START INPUT MATERIAL
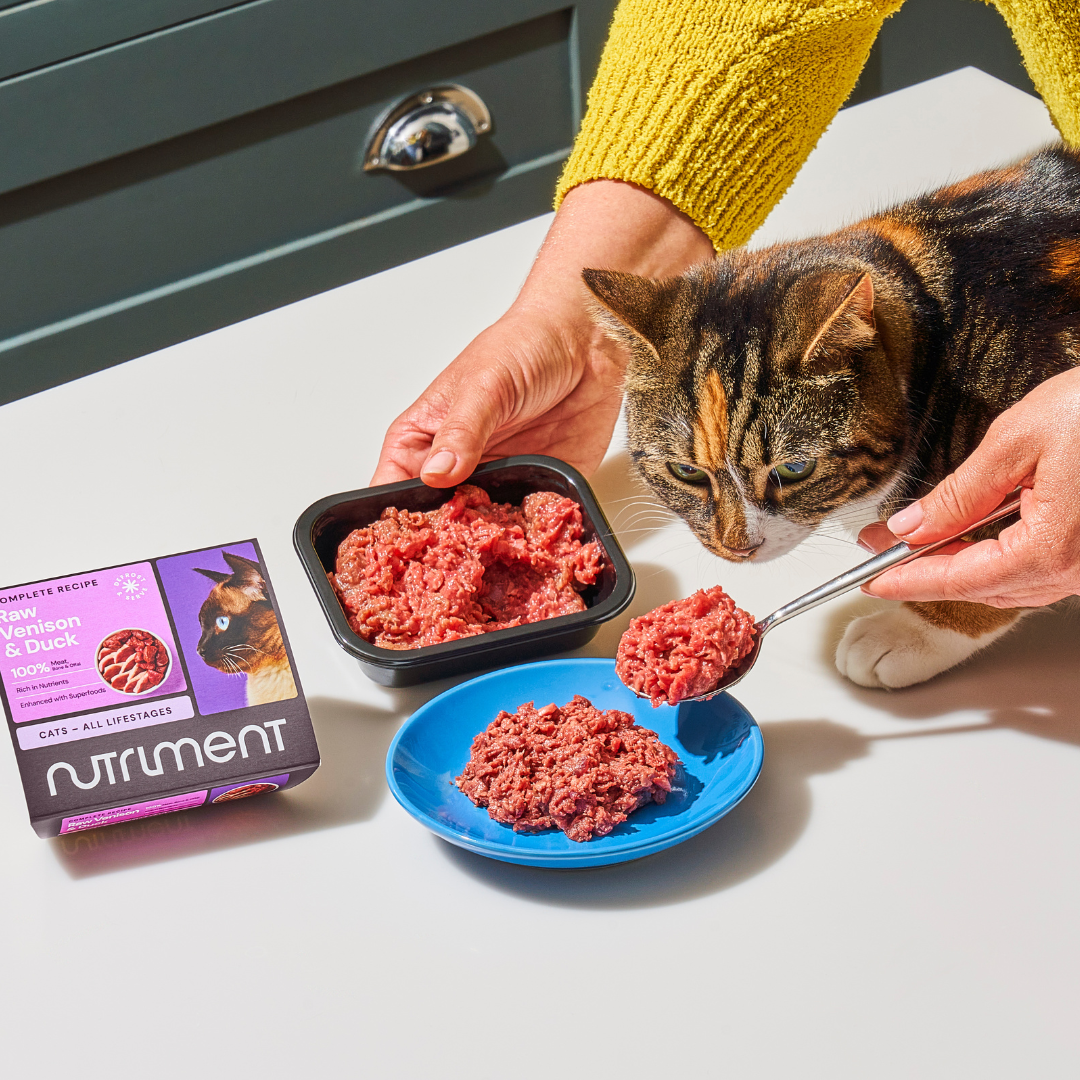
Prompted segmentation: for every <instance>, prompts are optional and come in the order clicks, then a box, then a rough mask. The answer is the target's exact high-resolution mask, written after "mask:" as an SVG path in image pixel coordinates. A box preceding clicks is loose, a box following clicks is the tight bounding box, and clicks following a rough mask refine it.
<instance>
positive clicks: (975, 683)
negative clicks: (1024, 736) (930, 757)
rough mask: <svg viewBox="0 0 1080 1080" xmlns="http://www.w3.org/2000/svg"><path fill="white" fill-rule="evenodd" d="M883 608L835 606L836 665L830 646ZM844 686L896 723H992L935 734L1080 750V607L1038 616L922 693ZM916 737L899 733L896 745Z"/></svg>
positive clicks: (941, 675)
mask: <svg viewBox="0 0 1080 1080" xmlns="http://www.w3.org/2000/svg"><path fill="white" fill-rule="evenodd" d="M886 603H887V602H883V600H873V599H869V598H867V597H863V598H860V599H856V600H854V602H851V603H848V604H846V605H842V606H839V605H838V606H837V608H836V610H835V611H834V612H832V619H831V622H829V625H831V634H829V637H831V638H832V640H829V642H825V643H823V647H826V648H827V649H828V653H827V661H828V664H829V665H831V666H832V663H833V658H832V650H833V647H835V643H836V642H838V640H839V639H840V636H841V634H842V633H843V627H845V626H847V624H848V622H849V621H850V620H851V619H852V618H854V617H855V616H860V615H866V613H868V612H870V611H875V610H879V609H880V608H881V607H882V606H883V605H885V604H886ZM823 659H825V658H823ZM836 677H837V678H838V679H839V678H840V676H839V675H837V676H836ZM846 686H847V687H848V690H849V692H850V693H851V694H852V697H853V698H855V699H856V700H859V701H861V702H863V703H865V704H868V705H872V706H873V707H874V708H876V710H879V711H880V712H883V713H887V714H889V715H891V716H893V717H894V718H896V719H899V720H932V719H936V718H937V717H940V716H943V715H947V714H949V713H956V712H962V711H969V710H970V711H975V712H981V713H983V714H984V715H985V716H986V717H987V719H986V720H985V721H982V723H976V724H972V725H961V726H958V727H956V728H948V729H943V728H941V727H939V728H935V729H932V730H934V731H937V732H941V733H943V734H944V733H947V732H948V731H955V732H961V731H989V730H995V729H1008V730H1013V731H1021V732H1023V733H1024V734H1029V735H1037V737H1038V738H1040V739H1052V740H1054V741H1056V742H1062V743H1069V744H1071V745H1074V746H1080V710H1078V708H1077V700H1078V697H1080V605H1078V604H1077V603H1076V602H1069V600H1066V602H1064V603H1062V604H1058V605H1055V606H1054V607H1050V608H1042V609H1039V610H1038V611H1034V612H1032V613H1031V615H1030V616H1028V618H1027V619H1025V620H1024V621H1023V622H1021V623H1020V624H1018V625H1017V626H1016V629H1015V630H1013V631H1012V632H1010V633H1009V634H1005V636H1004V637H1001V638H998V640H997V642H995V643H994V644H993V645H990V646H989V647H988V648H987V649H985V650H984V651H982V652H978V653H976V654H975V656H974V657H972V658H971V660H969V661H967V662H966V663H963V664H961V665H960V666H958V667H955V669H953V671H949V672H945V673H944V674H943V675H939V676H937V677H936V678H932V679H930V680H929V681H927V683H920V684H919V685H918V686H910V687H907V688H905V689H903V690H867V689H864V688H863V687H858V686H854V685H852V684H850V683H848V684H846ZM919 733H920V732H918V731H912V732H909V733H907V732H900V733H897V734H895V735H893V737H892V738H896V739H905V738H913V737H914V735H916V734H919ZM926 733H928V734H929V733H931V732H930V731H928V732H926ZM886 738H888V737H886Z"/></svg>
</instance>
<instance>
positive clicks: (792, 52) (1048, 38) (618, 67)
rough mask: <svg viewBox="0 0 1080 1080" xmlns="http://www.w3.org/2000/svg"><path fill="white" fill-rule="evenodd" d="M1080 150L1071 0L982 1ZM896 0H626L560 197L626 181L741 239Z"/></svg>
mask: <svg viewBox="0 0 1080 1080" xmlns="http://www.w3.org/2000/svg"><path fill="white" fill-rule="evenodd" d="M990 2H993V3H995V4H996V6H997V8H998V9H999V10H1000V11H1001V13H1002V15H1003V16H1004V18H1005V19H1007V22H1008V23H1009V25H1010V27H1011V28H1012V31H1013V35H1014V37H1015V38H1016V41H1017V44H1018V45H1020V48H1021V51H1022V52H1023V54H1024V58H1025V63H1026V64H1027V67H1028V70H1029V71H1030V73H1031V79H1032V81H1034V82H1035V84H1036V86H1037V87H1038V90H1039V92H1040V94H1042V96H1043V99H1044V100H1045V103H1047V105H1048V107H1049V108H1050V111H1051V113H1052V116H1053V118H1054V121H1055V123H1056V124H1057V126H1058V129H1059V130H1061V132H1062V135H1063V136H1064V137H1065V139H1066V141H1068V143H1072V144H1080V0H990ZM902 3H903V0H622V2H621V3H620V4H619V6H618V9H617V11H616V13H615V18H613V21H612V24H611V31H610V35H609V37H608V42H607V45H606V48H605V50H604V56H603V58H602V60H600V66H599V70H598V72H597V75H596V80H595V81H594V83H593V86H592V89H591V90H590V92H589V109H588V112H586V113H585V118H584V121H583V123H582V126H581V132H580V133H579V135H578V138H577V141H576V143H575V147H573V151H572V153H571V154H570V158H569V160H568V161H567V163H566V167H565V170H564V172H563V175H562V178H561V179H559V183H558V188H557V191H556V205H557V204H558V202H559V201H561V200H562V198H563V195H564V194H565V193H566V192H567V191H568V190H569V189H570V188H571V187H573V186H575V185H577V184H582V183H584V181H585V180H592V179H617V180H629V181H630V183H633V184H638V185H640V186H642V187H645V188H648V189H649V190H651V191H654V192H656V193H657V194H660V195H663V197H664V198H665V199H667V200H670V201H671V202H673V203H674V204H675V205H676V206H678V207H679V210H681V211H684V212H685V213H686V214H688V215H689V216H690V217H691V218H692V219H693V220H694V221H697V224H698V225H699V226H701V228H702V229H704V231H705V232H706V233H707V234H708V237H710V239H711V240H712V241H713V243H714V245H715V246H716V247H717V248H725V247H731V246H733V245H737V244H741V243H744V242H745V241H746V240H747V239H748V238H750V235H751V234H752V233H753V231H754V230H755V229H756V228H757V227H758V225H760V224H761V221H764V220H765V218H766V216H767V215H768V213H769V211H770V210H771V208H772V207H773V205H775V203H777V202H778V201H779V199H780V197H781V195H782V194H783V193H784V191H785V190H786V189H787V187H788V186H789V185H791V183H792V180H793V179H794V178H795V174H796V173H797V172H798V171H799V168H800V167H801V165H802V162H804V161H805V160H806V159H807V156H808V154H809V153H810V151H811V150H812V149H813V147H814V145H815V144H816V141H818V139H819V138H820V137H821V134H822V132H824V130H825V127H827V126H828V124H829V122H831V121H832V119H833V117H834V116H835V114H836V112H837V110H838V109H839V108H840V106H841V105H842V104H843V102H845V99H846V98H847V97H848V95H849V94H850V93H851V90H852V87H853V86H854V84H855V82H856V80H858V78H859V73H860V71H862V68H863V65H864V64H865V63H866V57H867V55H868V53H869V50H870V45H872V44H873V43H874V39H875V38H876V37H877V33H878V31H879V29H880V27H881V23H882V22H883V21H885V18H886V16H888V15H890V14H892V13H893V12H894V11H896V10H897V9H899V8H900V6H901V5H902Z"/></svg>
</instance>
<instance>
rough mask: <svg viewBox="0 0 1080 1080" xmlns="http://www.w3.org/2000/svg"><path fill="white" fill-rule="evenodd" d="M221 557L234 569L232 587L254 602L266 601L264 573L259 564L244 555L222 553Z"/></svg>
mask: <svg viewBox="0 0 1080 1080" xmlns="http://www.w3.org/2000/svg"><path fill="white" fill-rule="evenodd" d="M221 557H222V558H224V559H225V561H226V563H228V564H229V566H231V567H232V582H231V584H232V586H233V588H234V589H239V590H240V591H241V592H243V593H244V594H245V595H246V596H248V597H251V599H253V600H265V599H266V598H267V594H266V588H267V585H266V582H265V581H264V580H262V571H261V570H260V569H259V564H258V563H254V562H252V559H249V558H244V556H243V555H233V554H231V553H230V552H227V551H222V552H221Z"/></svg>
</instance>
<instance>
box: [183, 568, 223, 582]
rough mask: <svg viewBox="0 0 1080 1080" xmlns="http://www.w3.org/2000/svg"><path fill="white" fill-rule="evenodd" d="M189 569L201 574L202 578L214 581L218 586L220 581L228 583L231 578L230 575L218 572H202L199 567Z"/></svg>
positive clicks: (200, 568)
mask: <svg viewBox="0 0 1080 1080" xmlns="http://www.w3.org/2000/svg"><path fill="white" fill-rule="evenodd" d="M191 569H192V570H194V571H195V573H201V575H202V576H203V577H204V578H210V580H211V581H216V582H217V583H218V584H221V582H222V581H228V580H229V578H231V577H232V575H231V573H221V571H220V570H204V569H202V567H199V566H193V567H191Z"/></svg>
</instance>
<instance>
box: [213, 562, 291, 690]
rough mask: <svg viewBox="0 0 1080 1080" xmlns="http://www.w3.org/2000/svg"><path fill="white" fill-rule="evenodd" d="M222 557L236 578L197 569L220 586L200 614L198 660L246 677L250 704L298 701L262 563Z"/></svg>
mask: <svg viewBox="0 0 1080 1080" xmlns="http://www.w3.org/2000/svg"><path fill="white" fill-rule="evenodd" d="M221 555H222V557H224V558H225V562H226V565H227V566H229V568H230V569H231V570H232V572H231V573H222V572H221V571H220V570H203V569H200V568H199V567H194V570H195V573H201V575H203V577H206V578H210V579H211V581H213V582H215V584H214V588H213V589H212V590H211V591H210V595H208V596H207V597H206V599H205V600H203V605H202V607H201V608H200V609H199V625H200V627H201V630H202V634H201V635H200V637H199V646H198V651H199V656H201V657H202V658H203V660H204V661H205V662H206V663H207V664H210V666H211V667H216V669H217V670H218V671H222V672H226V673H227V674H230V675H246V676H247V677H246V681H245V689H246V694H247V704H248V705H261V704H265V703H266V702H268V701H284V700H285V699H286V698H295V697H296V680H295V679H294V678H293V669H292V665H291V664H289V662H288V653H286V651H285V643H284V642H283V640H282V636H281V626H280V625H279V624H278V616H276V613H275V612H274V609H273V606H272V605H271V603H270V596H269V591H268V590H267V584H266V581H265V580H264V578H262V571H261V570H260V569H259V564H258V563H256V562H254V561H253V559H249V558H244V556H243V555H233V554H231V553H230V552H227V551H226V552H221Z"/></svg>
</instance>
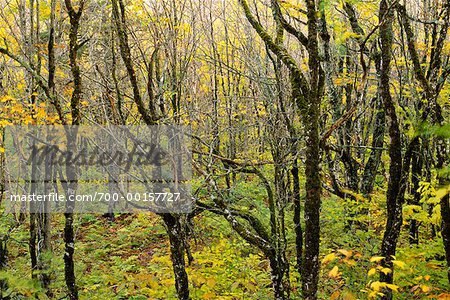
END INPUT MATERIAL
• _TASK GOAL_: What are the lines above, starting at the one with "positive clicks: (975, 683)" and ending at the one with "608L835 606L836 665L830"? Give them again exactly, and only them.

• _FINISHED TASK_:
positive clicks: (975, 683)
negative clicks: (1024, 736) (930, 757)
rough mask: <svg viewBox="0 0 1080 1080" xmlns="http://www.w3.org/2000/svg"><path fill="white" fill-rule="evenodd" d="M883 608L835 606L836 665L830 646ZM844 686L896 723H992L935 734L1080 750V607L1038 616L922 693ZM916 737L899 733L896 745Z"/></svg>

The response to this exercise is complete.